Prompt
Whenever a line below holds the word "wheel", count it; please give only the final number.
Input for this task section start
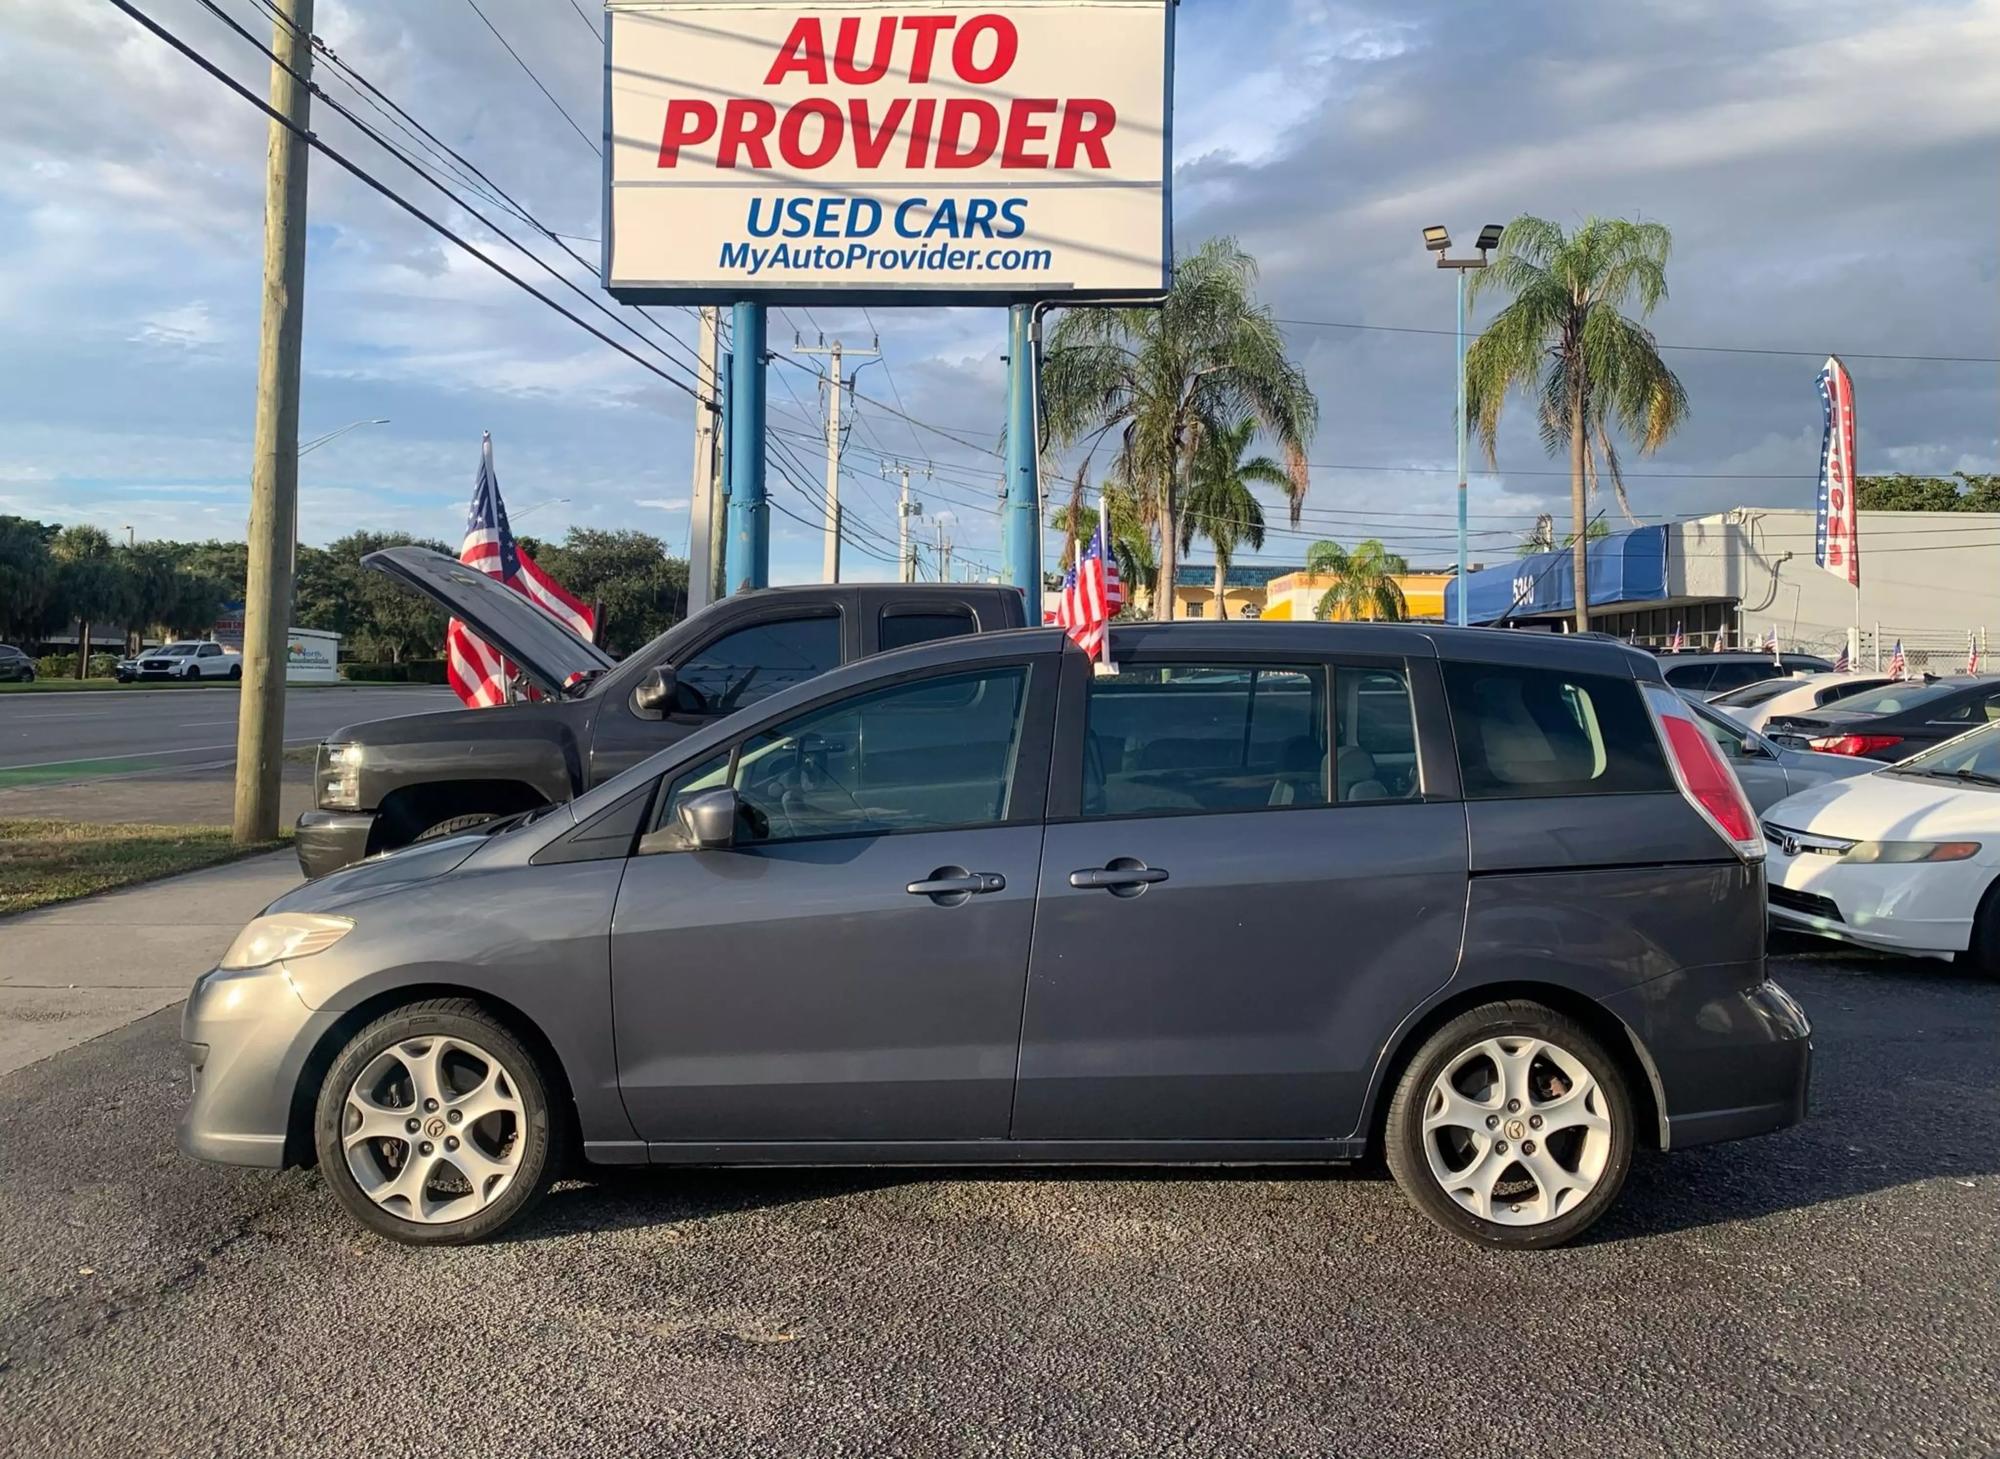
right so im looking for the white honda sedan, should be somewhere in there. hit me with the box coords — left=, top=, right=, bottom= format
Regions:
left=1709, top=671, right=1894, bottom=734
left=1762, top=721, right=2000, bottom=973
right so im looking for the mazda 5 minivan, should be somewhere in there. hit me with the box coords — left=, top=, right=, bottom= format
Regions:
left=181, top=624, right=1809, bottom=1250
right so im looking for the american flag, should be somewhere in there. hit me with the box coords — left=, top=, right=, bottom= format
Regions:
left=1711, top=624, right=1728, bottom=652
left=1969, top=634, right=1982, bottom=676
left=1834, top=642, right=1852, bottom=672
left=1764, top=623, right=1781, bottom=662
left=1887, top=639, right=1907, bottom=681
left=1047, top=516, right=1124, bottom=656
left=446, top=434, right=595, bottom=709
left=1666, top=623, right=1686, bottom=654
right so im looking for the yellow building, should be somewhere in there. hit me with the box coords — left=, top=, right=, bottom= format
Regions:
left=1162, top=566, right=1456, bottom=621
left=1254, top=569, right=1454, bottom=622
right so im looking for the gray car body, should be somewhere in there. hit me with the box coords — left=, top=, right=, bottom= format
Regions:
left=184, top=623, right=1810, bottom=1179
left=1682, top=695, right=1876, bottom=814
left=294, top=558, right=1026, bottom=878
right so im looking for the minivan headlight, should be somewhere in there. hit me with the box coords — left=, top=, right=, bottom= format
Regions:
left=1843, top=840, right=1982, bottom=864
left=219, top=913, right=354, bottom=970
left=318, top=741, right=363, bottom=809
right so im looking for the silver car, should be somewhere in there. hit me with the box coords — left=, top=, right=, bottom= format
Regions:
left=1683, top=694, right=1876, bottom=813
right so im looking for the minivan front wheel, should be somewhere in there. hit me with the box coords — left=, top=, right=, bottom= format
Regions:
left=313, top=999, right=562, bottom=1245
left=1385, top=1002, right=1633, bottom=1250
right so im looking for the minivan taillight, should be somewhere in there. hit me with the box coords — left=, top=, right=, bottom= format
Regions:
left=1806, top=733, right=1903, bottom=758
left=1640, top=684, right=1764, bottom=862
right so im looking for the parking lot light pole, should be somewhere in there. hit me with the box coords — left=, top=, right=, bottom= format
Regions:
left=1424, top=224, right=1503, bottom=627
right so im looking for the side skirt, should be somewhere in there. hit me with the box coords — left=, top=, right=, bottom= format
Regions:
left=580, top=1137, right=1372, bottom=1168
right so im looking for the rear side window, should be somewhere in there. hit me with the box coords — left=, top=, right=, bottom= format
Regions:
left=1337, top=667, right=1421, bottom=801
left=879, top=609, right=975, bottom=653
left=1085, top=664, right=1326, bottom=817
left=1443, top=662, right=1672, bottom=799
left=1703, top=661, right=1776, bottom=693
left=673, top=615, right=841, bottom=715
left=1661, top=661, right=1714, bottom=692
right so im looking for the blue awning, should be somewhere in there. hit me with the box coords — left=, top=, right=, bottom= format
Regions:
left=1444, top=525, right=1670, bottom=624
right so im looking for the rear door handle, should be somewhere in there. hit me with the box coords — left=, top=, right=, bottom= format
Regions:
left=906, top=866, right=1006, bottom=904
left=1069, top=860, right=1168, bottom=897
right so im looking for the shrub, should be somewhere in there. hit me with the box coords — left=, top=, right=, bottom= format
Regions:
left=339, top=660, right=448, bottom=685
left=36, top=653, right=77, bottom=678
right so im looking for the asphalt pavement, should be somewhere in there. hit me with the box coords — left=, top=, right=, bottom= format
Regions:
left=0, top=947, right=1993, bottom=1458
left=0, top=685, right=458, bottom=780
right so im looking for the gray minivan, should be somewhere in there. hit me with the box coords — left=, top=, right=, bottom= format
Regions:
left=180, top=624, right=1810, bottom=1250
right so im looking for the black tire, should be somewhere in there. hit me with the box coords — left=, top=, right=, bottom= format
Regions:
left=228, top=663, right=242, bottom=680
left=414, top=812, right=498, bottom=842
left=183, top=664, right=200, bottom=681
left=1966, top=880, right=2000, bottom=979
left=314, top=998, right=563, bottom=1245
left=1384, top=1000, right=1634, bottom=1251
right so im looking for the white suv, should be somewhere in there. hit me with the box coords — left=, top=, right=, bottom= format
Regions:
left=134, top=641, right=242, bottom=681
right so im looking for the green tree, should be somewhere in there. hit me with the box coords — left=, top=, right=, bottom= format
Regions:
left=1514, top=517, right=1611, bottom=557
left=1048, top=480, right=1156, bottom=615
left=1042, top=237, right=1318, bottom=619
left=0, top=517, right=58, bottom=641
left=523, top=528, right=688, bottom=657
left=1307, top=539, right=1410, bottom=622
left=1855, top=473, right=2000, bottom=512
left=1178, top=418, right=1280, bottom=617
left=47, top=525, right=132, bottom=676
left=1465, top=216, right=1690, bottom=631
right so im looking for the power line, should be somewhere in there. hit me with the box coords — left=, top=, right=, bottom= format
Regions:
left=1274, top=316, right=2000, bottom=366
left=462, top=0, right=600, bottom=156
left=110, top=0, right=700, bottom=401
left=563, top=0, right=600, bottom=40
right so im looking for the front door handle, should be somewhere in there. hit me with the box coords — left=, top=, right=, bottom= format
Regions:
left=906, top=866, right=1006, bottom=905
left=1069, top=858, right=1169, bottom=897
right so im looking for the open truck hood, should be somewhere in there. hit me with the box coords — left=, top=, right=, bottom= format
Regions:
left=363, top=545, right=614, bottom=697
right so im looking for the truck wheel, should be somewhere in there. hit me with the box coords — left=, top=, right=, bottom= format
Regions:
left=414, top=812, right=498, bottom=842
left=313, top=998, right=562, bottom=1245
left=229, top=663, right=242, bottom=680
left=1384, top=1001, right=1634, bottom=1251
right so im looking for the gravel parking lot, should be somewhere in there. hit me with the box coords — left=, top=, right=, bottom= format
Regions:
left=1, top=947, right=1994, bottom=1459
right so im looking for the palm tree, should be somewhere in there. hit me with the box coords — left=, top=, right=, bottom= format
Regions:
left=1307, top=539, right=1409, bottom=622
left=1465, top=216, right=1690, bottom=631
left=1178, top=418, right=1280, bottom=618
left=1041, top=237, right=1318, bottom=619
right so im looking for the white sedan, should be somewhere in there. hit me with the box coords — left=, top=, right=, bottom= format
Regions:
left=1708, top=671, right=1894, bottom=734
left=1762, top=720, right=2000, bottom=972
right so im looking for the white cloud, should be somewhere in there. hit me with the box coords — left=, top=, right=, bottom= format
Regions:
left=130, top=301, right=221, bottom=352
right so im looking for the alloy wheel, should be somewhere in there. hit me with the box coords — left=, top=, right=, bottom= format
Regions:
left=340, top=1036, right=526, bottom=1224
left=1420, top=1036, right=1613, bottom=1226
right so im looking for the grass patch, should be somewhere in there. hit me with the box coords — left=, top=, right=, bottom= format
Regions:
left=0, top=819, right=288, bottom=917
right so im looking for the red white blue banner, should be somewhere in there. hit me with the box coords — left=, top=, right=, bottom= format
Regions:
left=1815, top=355, right=1859, bottom=588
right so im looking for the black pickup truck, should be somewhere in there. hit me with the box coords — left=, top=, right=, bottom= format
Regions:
left=295, top=546, right=1028, bottom=877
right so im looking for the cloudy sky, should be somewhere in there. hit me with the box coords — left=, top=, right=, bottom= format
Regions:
left=3, top=0, right=1995, bottom=585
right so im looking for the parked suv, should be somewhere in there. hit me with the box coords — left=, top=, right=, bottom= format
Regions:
left=131, top=640, right=242, bottom=681
left=1657, top=651, right=1835, bottom=697
left=184, top=623, right=1808, bottom=1250
left=295, top=546, right=1028, bottom=878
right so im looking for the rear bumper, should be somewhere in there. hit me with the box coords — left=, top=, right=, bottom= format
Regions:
left=295, top=810, right=377, bottom=879
left=1600, top=966, right=1812, bottom=1151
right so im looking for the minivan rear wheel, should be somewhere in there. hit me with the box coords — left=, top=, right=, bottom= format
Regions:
left=313, top=999, right=562, bottom=1245
left=1385, top=1002, right=1633, bottom=1250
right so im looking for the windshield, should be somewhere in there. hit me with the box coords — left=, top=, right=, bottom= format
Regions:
left=157, top=645, right=196, bottom=657
left=1889, top=722, right=2000, bottom=781
left=1824, top=680, right=1956, bottom=715
left=1710, top=678, right=1796, bottom=709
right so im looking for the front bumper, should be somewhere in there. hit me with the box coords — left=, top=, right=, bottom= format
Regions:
left=295, top=809, right=377, bottom=879
left=1600, top=965, right=1812, bottom=1151
left=1764, top=839, right=1985, bottom=956
left=178, top=963, right=335, bottom=1169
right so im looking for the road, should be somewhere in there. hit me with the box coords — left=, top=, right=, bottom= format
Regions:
left=0, top=948, right=1993, bottom=1458
left=0, top=686, right=458, bottom=780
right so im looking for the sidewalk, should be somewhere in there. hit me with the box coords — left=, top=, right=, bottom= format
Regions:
left=0, top=851, right=302, bottom=1076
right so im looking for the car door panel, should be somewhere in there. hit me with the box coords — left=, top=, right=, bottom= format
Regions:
left=610, top=825, right=1044, bottom=1142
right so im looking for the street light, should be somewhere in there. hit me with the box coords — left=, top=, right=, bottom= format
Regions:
left=292, top=418, right=389, bottom=571
left=1424, top=223, right=1505, bottom=626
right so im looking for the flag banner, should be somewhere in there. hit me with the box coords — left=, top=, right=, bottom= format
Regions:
left=447, top=435, right=596, bottom=709
left=1667, top=622, right=1686, bottom=653
left=1888, top=639, right=1907, bottom=681
left=1815, top=355, right=1860, bottom=588
left=1049, top=516, right=1124, bottom=661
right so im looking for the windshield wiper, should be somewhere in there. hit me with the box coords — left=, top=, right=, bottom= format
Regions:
left=1892, top=766, right=2000, bottom=787
left=1946, top=768, right=2000, bottom=787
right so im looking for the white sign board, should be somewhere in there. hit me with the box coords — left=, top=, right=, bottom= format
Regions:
left=285, top=628, right=341, bottom=685
left=603, top=0, right=1173, bottom=303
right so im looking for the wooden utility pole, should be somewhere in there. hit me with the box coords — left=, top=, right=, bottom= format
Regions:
left=232, top=0, right=314, bottom=844
left=796, top=334, right=876, bottom=583
left=685, top=306, right=722, bottom=614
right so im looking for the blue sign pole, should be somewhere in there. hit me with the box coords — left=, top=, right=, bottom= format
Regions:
left=1454, top=266, right=1469, bottom=627
left=725, top=303, right=768, bottom=591
left=1001, top=304, right=1042, bottom=618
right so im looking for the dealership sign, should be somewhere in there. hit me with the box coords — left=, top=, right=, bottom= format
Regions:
left=602, top=1, right=1174, bottom=303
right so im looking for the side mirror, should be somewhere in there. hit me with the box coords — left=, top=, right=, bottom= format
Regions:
left=675, top=787, right=740, bottom=850
left=634, top=664, right=678, bottom=718
left=1740, top=734, right=1764, bottom=757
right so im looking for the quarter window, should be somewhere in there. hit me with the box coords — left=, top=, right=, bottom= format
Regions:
left=1084, top=664, right=1327, bottom=817
left=1443, top=662, right=1672, bottom=799
left=879, top=609, right=976, bottom=653
left=671, top=615, right=840, bottom=716
left=1337, top=667, right=1421, bottom=801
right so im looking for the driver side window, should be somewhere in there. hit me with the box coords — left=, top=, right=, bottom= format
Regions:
left=663, top=666, right=1032, bottom=846
left=671, top=615, right=841, bottom=717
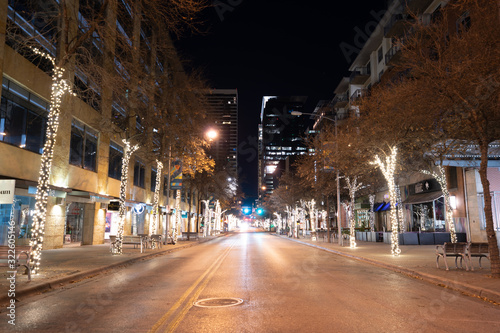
Input for this task section end
Response
4